=== Provided passage ===

First, what's great: Good star wars movies have always made you care about the characters -- the heroes and the villains, or at least understand what they want. That makes THIS space opera different from the others. Star Wars stories live and die with likable characters, so the casting is really important, and the two good trilogies (Original and VII and on) have really nailed the casting with leads that are fun to watch and easy to care about. The Star Wars juggernaut will start to falter when they start flubbing the casting. This is why people say Star Wars has "heart." Because they make us care about the characters.

The original Star Wars used a couple of brilliant storytelling devices as well... but two of them also have the seeds of problems the audience will have as we see more and more Star Wars.

The droids as storytelling devices 1

R2D2, and droids that bip and squeak, as well as Wookies, are great foils for exposition. You get to talk about what's going on and what you have to do without it seeming cloying, and then you get to respond to their reactions even though the audience doesn't understand them. It is a way of downloading information to the audience without getting tiresome, because the audience is still filling in gaps even during bald exposition. R2D2 and Chewbacca stood in for the audience so that we got the information we needed, in a way that wasn't annoying.

Meanwhile, the droids and wookies were all very technically accomplished, meaning that instead of dropping a load of technobabble (see: star trek) on the audience, we could have a growl, or R2D2 could shove a plug into a panel, beep, whistle, and the alarms would stop ringing. Basically... authorial intrusion in the form of robots and wookies that could do anything the plot required to bloop over in order to get to the next action scene. The conversation between Finn and Rose about how to stop the First Order's tracking device on The Last Jedi is the first time I can remember a technobabble conversation in Star Wars.

Chewbacca and the droids were seriously underused in this film, which means we had things explained with technobabble instead of blipped over. More of that and Star Wars will have the same problem as other Space Adventure Shows.


The droids as storytelling devices 2

C3P0, on the other hand, basically operated like a little golden Greek Chorus, (a group that underlines the scenes' importance and explains the action to the audience, but doesn't take part in the plot) reminding us of what's at risk, how dangerous the thing is they're about to do ("Never tell me the odds") and adding little commentaries that, while annoying, let us see the story through his eyes... in which the events appeared bold, thrilling, and terrifying. The Greek Chorus doesn't factor into the plot, neither did C3PO. He was just there commenting on stuff.

The fact he didn't operate this way is why K2S0 was a character in Rogue One, and fit into the story differently than C3PO does.

So far it's worked, but C3PO barely figured into The Force Awakens or The Last Jedi. Are audience stand-ins and Greek choruses absolutely needed in Star Wars? I'm not sure. But that might have contributed more than we thought to the way the old Star Wars had that epic, massive, sweeping feel to it. Visiting new planets doesn't necessarily accomplish that same feeling (or Valerian and the City of a Thousand Planets would have had a different reception), though there are other ways to do it that don't necessarily have to use droids. "Freaking out at everything Finn" did that in The Force Awakens, for example.

===

- _Parts of the exercise_
**a)** In the Star Wars essay, what is the first technobabble conversation in Star Wars that the writer can remember?
**b)** Do these statements agree with the Star Wars essay? For each, answer yes or no and quote the deciding words. (i) C3PO played an important part in the plot. (ii) Chewbacca and the droids were underused in the film the essay discusses. (iii) The writer is certain that audience stand-ins and Greek choruses are absolutely needed in Star Wars.
The data that comes next has nothing to do with the Star Wars essay.

=== Entries ===

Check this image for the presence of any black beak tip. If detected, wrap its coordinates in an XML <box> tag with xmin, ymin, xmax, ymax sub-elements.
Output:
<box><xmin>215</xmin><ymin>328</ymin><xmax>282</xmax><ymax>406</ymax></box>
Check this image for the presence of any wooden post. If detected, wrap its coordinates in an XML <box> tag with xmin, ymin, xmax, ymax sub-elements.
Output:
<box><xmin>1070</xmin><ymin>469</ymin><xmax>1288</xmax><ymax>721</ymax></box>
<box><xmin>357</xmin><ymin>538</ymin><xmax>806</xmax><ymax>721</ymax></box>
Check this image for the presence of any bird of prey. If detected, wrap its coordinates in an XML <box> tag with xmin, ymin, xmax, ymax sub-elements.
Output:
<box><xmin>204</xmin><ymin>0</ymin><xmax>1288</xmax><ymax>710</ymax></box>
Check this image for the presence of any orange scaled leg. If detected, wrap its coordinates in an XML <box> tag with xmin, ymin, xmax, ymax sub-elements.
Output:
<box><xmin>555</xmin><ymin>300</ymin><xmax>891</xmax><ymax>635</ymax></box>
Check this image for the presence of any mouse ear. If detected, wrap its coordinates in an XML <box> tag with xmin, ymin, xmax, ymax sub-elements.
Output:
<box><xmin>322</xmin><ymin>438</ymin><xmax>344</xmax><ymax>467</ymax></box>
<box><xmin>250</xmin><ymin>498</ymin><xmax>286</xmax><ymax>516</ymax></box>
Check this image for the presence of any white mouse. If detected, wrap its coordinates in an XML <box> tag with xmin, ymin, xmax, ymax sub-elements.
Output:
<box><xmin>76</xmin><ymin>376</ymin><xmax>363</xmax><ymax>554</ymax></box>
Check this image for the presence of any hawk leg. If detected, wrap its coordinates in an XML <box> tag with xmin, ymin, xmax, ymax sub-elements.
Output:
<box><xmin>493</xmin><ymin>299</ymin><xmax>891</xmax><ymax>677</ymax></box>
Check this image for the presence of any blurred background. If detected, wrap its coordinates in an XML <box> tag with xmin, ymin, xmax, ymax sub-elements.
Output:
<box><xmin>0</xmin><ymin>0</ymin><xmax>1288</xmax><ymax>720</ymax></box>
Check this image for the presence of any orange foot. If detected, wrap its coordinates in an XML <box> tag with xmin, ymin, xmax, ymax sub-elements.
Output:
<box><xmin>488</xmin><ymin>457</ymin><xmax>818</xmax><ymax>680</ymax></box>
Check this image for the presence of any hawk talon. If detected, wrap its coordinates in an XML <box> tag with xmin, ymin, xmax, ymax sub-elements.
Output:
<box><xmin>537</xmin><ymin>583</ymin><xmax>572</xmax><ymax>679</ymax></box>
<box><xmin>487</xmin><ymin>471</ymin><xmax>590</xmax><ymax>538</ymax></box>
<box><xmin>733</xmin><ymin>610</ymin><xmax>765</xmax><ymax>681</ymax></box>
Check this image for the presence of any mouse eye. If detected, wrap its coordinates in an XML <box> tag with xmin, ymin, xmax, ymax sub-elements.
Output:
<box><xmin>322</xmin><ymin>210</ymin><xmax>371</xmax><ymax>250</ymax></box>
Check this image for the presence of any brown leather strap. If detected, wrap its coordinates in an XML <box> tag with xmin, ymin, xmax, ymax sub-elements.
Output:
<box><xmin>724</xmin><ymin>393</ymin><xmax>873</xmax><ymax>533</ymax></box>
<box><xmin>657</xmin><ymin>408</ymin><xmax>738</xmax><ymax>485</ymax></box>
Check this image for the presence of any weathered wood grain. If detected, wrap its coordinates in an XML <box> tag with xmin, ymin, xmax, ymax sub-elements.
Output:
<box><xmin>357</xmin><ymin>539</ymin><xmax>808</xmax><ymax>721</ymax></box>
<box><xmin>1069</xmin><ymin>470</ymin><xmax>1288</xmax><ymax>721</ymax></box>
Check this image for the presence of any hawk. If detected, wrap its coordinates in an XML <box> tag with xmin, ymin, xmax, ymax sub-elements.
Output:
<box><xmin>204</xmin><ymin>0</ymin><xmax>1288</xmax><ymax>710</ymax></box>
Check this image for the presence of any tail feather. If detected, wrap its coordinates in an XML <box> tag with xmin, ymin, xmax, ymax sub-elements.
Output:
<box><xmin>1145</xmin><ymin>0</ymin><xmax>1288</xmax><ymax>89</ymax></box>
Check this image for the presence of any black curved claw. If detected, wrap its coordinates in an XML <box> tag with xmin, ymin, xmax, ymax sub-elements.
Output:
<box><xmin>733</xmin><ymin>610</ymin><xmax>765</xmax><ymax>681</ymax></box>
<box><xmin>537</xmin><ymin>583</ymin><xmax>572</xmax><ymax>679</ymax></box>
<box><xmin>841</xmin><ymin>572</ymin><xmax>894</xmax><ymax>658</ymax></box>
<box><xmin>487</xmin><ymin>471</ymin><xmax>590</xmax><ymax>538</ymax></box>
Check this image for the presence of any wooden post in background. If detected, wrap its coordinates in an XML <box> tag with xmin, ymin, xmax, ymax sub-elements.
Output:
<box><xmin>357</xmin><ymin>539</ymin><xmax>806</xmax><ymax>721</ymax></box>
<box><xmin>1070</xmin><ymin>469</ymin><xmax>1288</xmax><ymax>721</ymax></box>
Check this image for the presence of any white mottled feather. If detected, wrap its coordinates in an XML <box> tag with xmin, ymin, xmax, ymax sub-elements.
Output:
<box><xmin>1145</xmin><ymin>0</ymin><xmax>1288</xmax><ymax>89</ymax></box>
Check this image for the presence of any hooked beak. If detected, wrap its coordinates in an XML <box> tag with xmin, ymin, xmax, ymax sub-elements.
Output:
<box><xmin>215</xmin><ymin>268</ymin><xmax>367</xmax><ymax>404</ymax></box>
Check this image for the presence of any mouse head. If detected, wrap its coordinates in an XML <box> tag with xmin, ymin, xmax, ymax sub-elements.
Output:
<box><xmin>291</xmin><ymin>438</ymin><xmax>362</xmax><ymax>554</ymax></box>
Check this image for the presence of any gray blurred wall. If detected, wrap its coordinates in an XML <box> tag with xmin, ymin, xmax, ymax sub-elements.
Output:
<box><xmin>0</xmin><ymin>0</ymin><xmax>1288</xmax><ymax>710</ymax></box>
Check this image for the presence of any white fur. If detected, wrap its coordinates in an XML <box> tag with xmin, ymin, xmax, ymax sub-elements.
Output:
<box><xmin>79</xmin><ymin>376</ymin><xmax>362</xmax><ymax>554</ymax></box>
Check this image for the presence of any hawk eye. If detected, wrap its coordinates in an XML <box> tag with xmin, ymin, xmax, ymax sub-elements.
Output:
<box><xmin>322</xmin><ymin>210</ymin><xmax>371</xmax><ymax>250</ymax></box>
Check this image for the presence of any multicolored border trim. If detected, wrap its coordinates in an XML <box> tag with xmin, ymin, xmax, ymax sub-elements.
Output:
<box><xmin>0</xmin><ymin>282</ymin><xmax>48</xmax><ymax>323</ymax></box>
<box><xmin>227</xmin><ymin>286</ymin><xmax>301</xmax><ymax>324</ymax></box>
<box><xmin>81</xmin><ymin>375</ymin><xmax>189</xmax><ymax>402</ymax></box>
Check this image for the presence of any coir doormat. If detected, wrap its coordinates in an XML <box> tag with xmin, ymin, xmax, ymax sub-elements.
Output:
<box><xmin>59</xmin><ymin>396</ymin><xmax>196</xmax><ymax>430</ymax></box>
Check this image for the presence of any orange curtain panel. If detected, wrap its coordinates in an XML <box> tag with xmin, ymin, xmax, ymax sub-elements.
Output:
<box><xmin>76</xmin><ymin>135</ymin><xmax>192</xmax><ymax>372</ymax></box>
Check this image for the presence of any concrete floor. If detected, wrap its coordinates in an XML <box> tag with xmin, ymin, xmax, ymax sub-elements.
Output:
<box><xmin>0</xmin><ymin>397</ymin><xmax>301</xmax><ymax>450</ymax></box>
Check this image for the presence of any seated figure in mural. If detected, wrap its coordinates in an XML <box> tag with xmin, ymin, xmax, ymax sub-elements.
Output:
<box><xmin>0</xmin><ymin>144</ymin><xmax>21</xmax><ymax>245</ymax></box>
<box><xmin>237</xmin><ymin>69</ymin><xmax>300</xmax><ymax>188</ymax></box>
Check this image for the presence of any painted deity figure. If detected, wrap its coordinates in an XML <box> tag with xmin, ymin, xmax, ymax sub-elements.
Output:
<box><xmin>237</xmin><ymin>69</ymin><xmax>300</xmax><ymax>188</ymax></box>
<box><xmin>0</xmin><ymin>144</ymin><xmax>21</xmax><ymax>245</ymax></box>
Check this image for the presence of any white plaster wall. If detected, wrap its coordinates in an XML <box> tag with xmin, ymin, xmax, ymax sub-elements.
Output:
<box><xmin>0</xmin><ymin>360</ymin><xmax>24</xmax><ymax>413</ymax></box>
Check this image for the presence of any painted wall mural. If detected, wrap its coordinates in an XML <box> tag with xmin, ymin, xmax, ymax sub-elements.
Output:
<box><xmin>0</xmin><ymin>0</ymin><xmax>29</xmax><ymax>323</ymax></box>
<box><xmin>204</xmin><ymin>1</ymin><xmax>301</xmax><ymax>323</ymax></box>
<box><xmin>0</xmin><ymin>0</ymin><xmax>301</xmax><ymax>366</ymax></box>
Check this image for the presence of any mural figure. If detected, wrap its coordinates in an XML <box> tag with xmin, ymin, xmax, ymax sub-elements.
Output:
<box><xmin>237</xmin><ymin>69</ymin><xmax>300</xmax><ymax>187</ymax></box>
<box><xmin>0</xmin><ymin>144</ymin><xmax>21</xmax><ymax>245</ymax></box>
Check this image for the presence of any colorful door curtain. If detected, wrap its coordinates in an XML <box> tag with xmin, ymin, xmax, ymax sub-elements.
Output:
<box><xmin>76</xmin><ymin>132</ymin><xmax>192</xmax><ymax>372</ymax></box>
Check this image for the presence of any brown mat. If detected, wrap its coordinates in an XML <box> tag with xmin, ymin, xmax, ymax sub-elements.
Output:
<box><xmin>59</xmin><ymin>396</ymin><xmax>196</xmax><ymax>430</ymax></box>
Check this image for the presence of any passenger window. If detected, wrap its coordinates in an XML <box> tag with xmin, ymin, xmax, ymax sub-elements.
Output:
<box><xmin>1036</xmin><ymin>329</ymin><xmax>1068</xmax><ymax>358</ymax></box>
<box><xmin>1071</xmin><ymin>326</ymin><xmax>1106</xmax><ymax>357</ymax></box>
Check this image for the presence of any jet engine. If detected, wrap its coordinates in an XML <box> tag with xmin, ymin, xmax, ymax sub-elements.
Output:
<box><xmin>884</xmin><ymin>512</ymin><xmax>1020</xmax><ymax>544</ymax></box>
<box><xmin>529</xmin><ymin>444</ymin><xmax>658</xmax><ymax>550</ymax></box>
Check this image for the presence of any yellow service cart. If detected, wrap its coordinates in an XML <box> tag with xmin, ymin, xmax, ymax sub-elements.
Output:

===

- _Exercise responses_
**a)** The conversation between Finn and Rose in The Last Jedi about how to stop the First Order's tracking device.

**b)**
(i) No: "The Greek Chorus doesn't factor into the plot, neither did C3PO."
(ii) Yes: "Chewbacca and the droids were seriously underused in this film"
(iii) No: "Are audience stand-ins and Greek choruses absolutely needed in Star Wars? I'm not sure."